## Problem description
Copy each line that contains the string "brick", taking them from the material.

## Supplied records
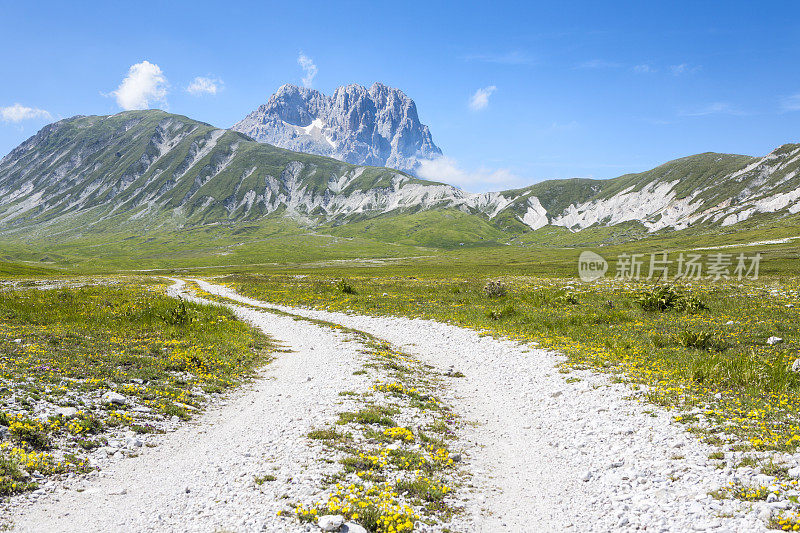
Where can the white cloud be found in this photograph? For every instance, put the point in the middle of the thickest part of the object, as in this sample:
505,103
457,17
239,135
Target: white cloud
144,84
308,67
19,112
644,68
791,103
201,85
683,68
447,170
715,108
508,58
480,99
599,63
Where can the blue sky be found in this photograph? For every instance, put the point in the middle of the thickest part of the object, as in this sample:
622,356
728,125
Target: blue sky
568,88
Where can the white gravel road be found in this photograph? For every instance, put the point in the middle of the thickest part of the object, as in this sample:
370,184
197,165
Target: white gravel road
548,455
545,454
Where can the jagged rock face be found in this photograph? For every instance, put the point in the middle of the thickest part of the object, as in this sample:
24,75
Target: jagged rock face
378,126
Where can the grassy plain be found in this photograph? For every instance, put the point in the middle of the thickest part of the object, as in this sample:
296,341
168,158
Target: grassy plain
63,349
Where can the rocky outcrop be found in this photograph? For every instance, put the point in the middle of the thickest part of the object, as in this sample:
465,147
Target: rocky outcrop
378,126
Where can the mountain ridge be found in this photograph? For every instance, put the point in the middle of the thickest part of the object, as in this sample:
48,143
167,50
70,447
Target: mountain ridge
160,170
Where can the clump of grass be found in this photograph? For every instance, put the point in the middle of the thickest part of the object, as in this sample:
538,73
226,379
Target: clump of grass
369,415
666,297
568,298
345,287
177,316
506,312
423,488
702,340
326,434
495,289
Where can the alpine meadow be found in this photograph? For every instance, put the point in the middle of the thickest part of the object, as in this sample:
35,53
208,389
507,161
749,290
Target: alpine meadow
246,287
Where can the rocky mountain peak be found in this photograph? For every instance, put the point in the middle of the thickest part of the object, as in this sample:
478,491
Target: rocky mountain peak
378,126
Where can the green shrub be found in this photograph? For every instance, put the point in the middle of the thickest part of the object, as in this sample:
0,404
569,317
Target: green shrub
665,297
344,286
177,316
495,289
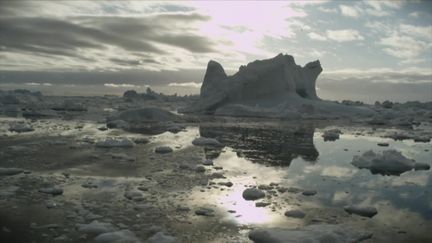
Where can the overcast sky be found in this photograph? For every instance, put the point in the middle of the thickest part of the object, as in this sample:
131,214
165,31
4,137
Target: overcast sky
375,45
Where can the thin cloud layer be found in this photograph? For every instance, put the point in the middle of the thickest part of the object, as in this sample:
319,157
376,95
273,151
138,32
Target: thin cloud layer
170,43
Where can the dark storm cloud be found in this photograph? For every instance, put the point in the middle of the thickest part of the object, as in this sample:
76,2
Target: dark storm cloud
170,29
54,36
125,62
131,76
381,77
66,37
385,86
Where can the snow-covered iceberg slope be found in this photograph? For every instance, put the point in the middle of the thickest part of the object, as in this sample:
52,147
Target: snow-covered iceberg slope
275,87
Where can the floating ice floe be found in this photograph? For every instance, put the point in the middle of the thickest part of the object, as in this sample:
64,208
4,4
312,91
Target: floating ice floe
362,211
115,142
161,237
95,228
389,162
203,141
10,171
124,236
335,233
251,194
20,127
163,150
331,135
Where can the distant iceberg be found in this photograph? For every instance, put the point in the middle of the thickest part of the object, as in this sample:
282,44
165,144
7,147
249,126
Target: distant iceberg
275,87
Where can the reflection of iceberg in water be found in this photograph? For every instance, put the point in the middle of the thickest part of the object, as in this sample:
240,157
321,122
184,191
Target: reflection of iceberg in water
276,145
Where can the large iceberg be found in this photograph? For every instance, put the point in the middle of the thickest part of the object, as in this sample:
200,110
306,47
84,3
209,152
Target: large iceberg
275,87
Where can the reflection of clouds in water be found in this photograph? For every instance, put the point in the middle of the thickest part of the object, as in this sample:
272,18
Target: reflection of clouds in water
182,139
337,181
337,171
242,167
340,196
249,214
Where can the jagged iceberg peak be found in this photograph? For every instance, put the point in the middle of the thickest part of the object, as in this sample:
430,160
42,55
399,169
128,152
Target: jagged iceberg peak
214,74
275,87
275,76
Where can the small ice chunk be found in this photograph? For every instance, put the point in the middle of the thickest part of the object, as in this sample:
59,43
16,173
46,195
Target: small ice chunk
204,212
331,135
389,162
362,211
161,237
118,236
203,141
421,166
51,190
335,233
10,171
20,127
252,194
115,143
95,227
163,150
295,214
309,192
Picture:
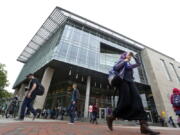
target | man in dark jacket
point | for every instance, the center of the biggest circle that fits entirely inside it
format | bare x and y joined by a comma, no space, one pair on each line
72,107
30,97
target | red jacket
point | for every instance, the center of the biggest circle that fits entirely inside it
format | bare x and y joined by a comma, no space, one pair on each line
175,91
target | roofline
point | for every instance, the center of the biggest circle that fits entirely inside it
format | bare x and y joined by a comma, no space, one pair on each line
65,13
114,32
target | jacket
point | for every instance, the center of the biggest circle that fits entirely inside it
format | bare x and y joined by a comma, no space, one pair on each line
75,95
122,66
175,91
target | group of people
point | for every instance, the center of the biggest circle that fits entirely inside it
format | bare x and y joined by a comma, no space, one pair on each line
56,113
129,105
93,113
10,107
175,101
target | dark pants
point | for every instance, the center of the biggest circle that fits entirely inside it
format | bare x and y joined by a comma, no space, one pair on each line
27,103
94,116
72,108
129,106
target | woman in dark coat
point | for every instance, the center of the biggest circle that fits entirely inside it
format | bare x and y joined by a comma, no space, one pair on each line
129,106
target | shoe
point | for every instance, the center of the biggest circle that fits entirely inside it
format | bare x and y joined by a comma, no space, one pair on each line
19,119
70,123
34,117
109,121
146,130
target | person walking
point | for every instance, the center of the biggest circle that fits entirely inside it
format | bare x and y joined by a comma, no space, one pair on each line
90,112
175,101
72,107
178,121
171,122
129,105
95,111
30,97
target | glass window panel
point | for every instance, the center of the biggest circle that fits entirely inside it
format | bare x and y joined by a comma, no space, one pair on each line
85,39
72,54
76,35
82,56
94,44
91,59
67,32
63,49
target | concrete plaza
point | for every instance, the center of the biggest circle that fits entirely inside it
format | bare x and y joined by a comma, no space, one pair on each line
50,127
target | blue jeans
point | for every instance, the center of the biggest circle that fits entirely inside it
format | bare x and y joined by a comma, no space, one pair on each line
72,108
27,103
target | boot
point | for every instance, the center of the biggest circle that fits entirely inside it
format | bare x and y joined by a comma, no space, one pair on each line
109,121
146,130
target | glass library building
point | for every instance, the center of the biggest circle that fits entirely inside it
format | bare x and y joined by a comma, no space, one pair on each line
71,49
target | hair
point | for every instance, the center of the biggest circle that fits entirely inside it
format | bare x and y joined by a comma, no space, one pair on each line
131,53
74,84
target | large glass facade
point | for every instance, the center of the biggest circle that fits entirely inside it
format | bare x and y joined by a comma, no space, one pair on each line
81,47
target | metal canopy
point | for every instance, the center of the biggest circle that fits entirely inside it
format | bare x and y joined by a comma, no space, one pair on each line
51,24
54,21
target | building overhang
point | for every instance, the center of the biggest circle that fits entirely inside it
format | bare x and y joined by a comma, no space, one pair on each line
54,21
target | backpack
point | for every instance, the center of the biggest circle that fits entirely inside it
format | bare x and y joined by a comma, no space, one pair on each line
176,100
40,90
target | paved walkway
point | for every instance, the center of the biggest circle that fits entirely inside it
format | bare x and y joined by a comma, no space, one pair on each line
41,127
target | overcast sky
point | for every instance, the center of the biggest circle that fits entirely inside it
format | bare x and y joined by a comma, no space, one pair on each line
155,23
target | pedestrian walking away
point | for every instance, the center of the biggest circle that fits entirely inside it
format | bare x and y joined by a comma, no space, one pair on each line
129,105
74,99
34,88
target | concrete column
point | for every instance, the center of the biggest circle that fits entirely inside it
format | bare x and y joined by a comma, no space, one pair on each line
21,95
46,81
88,87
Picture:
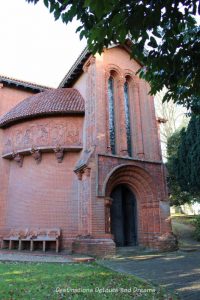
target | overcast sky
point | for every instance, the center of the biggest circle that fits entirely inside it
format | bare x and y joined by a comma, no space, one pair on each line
33,47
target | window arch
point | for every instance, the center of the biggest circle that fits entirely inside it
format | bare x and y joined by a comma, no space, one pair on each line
128,115
112,130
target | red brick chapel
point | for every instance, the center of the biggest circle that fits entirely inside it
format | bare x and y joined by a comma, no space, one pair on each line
85,157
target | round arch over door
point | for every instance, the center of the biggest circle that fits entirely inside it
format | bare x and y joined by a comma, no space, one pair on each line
123,214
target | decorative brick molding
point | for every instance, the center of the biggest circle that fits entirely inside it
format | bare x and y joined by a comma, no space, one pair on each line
19,159
108,203
37,155
59,152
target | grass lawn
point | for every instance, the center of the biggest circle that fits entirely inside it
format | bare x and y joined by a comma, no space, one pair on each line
56,281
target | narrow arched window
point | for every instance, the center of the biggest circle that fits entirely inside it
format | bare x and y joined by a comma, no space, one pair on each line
127,115
111,114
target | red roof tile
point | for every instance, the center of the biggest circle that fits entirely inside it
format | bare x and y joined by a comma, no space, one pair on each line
50,102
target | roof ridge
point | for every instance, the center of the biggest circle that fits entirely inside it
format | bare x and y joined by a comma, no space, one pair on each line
23,83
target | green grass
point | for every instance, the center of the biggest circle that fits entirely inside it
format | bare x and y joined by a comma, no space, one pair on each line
51,281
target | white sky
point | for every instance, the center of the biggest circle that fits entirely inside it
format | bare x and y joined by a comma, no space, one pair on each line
33,47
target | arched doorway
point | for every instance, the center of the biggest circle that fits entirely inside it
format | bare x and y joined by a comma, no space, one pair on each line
123,213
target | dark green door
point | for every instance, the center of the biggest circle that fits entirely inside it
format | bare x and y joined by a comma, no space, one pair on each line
123,216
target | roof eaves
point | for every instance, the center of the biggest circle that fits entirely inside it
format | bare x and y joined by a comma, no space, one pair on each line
75,70
23,84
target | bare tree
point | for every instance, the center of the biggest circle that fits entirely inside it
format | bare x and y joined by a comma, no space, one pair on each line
171,117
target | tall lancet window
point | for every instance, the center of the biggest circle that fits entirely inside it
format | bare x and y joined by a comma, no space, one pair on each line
111,114
127,115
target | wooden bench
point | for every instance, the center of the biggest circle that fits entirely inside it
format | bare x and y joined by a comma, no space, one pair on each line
46,235
13,236
32,235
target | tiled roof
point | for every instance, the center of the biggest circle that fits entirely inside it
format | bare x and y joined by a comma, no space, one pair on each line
76,69
51,102
23,84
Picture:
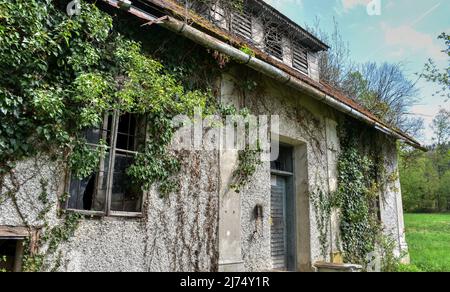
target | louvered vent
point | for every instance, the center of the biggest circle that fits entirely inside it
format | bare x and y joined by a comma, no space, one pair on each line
300,59
241,25
273,42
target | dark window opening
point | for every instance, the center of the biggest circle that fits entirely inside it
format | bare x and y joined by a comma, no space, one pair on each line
300,58
284,162
242,25
110,189
274,41
11,254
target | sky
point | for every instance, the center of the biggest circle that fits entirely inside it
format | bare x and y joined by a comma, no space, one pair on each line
394,31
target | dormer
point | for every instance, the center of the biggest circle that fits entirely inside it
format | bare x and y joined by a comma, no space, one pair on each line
269,30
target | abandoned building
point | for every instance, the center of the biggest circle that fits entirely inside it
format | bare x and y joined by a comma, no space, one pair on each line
272,223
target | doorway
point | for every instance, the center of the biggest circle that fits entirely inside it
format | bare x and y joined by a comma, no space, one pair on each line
11,254
283,212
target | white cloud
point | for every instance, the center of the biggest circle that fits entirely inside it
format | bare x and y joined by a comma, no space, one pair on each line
406,39
279,3
350,4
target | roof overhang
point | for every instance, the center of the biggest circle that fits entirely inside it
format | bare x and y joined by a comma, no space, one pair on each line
208,35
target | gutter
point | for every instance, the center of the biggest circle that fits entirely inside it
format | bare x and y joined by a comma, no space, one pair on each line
258,65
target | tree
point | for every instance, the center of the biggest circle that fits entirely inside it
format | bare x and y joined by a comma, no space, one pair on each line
425,177
441,128
433,74
386,92
382,88
334,64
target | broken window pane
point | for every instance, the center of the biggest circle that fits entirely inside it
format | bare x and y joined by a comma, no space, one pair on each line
89,194
126,196
274,41
92,193
11,253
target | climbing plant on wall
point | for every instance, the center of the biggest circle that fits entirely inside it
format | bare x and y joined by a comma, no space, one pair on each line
59,75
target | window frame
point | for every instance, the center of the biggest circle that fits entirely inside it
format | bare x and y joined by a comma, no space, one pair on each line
240,23
113,149
272,31
297,48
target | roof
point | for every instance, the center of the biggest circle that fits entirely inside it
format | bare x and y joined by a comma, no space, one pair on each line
170,7
309,39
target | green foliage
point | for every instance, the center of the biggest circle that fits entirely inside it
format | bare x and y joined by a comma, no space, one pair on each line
434,74
428,237
248,51
59,75
323,205
249,160
3,260
355,197
425,177
85,159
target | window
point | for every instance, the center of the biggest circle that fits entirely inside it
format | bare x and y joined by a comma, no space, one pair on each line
11,253
109,191
300,58
241,25
274,42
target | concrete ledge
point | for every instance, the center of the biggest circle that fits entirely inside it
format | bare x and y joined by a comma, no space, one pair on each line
323,267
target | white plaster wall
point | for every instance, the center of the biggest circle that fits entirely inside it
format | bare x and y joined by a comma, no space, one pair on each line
175,234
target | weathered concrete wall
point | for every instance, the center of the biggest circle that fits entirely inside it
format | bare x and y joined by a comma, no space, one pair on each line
302,124
311,126
183,232
391,199
175,234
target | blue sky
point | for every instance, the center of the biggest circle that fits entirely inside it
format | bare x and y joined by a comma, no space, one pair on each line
406,31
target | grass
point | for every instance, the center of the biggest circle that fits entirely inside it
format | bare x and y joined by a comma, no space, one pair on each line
428,237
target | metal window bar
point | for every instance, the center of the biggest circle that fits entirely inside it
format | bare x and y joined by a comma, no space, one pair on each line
113,123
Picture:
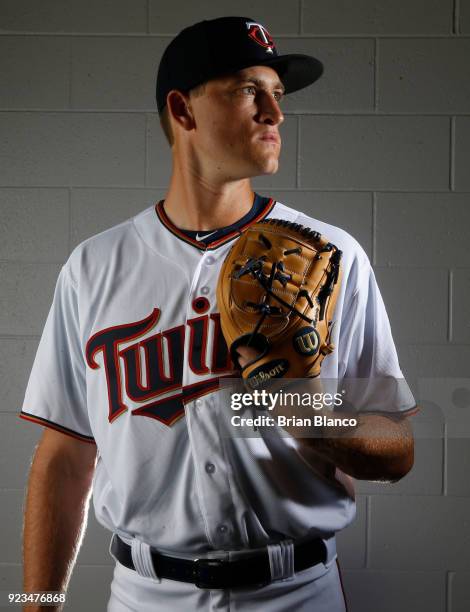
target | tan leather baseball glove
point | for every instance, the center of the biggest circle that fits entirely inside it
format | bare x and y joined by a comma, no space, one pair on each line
276,293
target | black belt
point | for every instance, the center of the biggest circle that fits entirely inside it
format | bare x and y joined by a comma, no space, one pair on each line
249,571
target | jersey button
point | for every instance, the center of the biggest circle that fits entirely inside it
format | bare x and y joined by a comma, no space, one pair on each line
210,468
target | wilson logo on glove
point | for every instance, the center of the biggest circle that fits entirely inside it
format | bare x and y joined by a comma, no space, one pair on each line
307,341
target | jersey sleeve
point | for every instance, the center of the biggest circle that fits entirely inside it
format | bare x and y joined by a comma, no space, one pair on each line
56,392
371,372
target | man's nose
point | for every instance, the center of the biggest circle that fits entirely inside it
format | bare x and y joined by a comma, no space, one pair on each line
269,110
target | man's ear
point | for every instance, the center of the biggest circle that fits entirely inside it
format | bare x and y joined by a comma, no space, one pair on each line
179,107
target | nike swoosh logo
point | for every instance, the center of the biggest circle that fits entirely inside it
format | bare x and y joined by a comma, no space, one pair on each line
204,236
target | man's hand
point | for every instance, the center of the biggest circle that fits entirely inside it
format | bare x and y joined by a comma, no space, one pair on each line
55,514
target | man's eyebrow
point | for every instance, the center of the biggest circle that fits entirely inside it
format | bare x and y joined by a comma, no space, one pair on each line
260,82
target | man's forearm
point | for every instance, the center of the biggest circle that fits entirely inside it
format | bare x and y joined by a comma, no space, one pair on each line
377,448
55,513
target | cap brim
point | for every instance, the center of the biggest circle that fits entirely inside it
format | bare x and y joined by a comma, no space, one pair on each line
296,71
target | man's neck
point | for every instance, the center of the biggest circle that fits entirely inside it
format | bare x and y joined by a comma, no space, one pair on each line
197,205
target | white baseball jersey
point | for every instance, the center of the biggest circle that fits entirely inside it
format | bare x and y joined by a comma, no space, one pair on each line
130,358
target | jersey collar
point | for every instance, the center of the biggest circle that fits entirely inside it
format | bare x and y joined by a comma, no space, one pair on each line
235,229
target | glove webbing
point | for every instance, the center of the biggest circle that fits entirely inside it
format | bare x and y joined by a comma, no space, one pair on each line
255,268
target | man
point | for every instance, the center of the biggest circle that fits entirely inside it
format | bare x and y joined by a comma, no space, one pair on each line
130,359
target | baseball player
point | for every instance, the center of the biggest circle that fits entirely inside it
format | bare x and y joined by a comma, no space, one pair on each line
127,374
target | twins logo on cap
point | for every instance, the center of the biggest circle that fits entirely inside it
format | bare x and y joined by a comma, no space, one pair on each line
260,35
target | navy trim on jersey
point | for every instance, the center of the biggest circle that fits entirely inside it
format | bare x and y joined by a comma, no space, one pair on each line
262,206
46,423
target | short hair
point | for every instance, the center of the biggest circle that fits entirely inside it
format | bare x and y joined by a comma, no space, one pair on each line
165,115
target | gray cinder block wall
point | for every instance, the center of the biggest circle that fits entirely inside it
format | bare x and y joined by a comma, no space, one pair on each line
380,146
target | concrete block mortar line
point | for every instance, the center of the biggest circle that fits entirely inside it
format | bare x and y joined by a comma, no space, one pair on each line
444,461
70,75
375,73
448,591
452,155
20,337
368,531
456,17
147,9
146,148
69,204
374,228
450,291
171,35
297,154
306,113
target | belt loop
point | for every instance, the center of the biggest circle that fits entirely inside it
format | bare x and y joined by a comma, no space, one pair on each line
142,558
110,550
331,554
281,560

## Task solution
target | red brick chapel
target | decorative brick molding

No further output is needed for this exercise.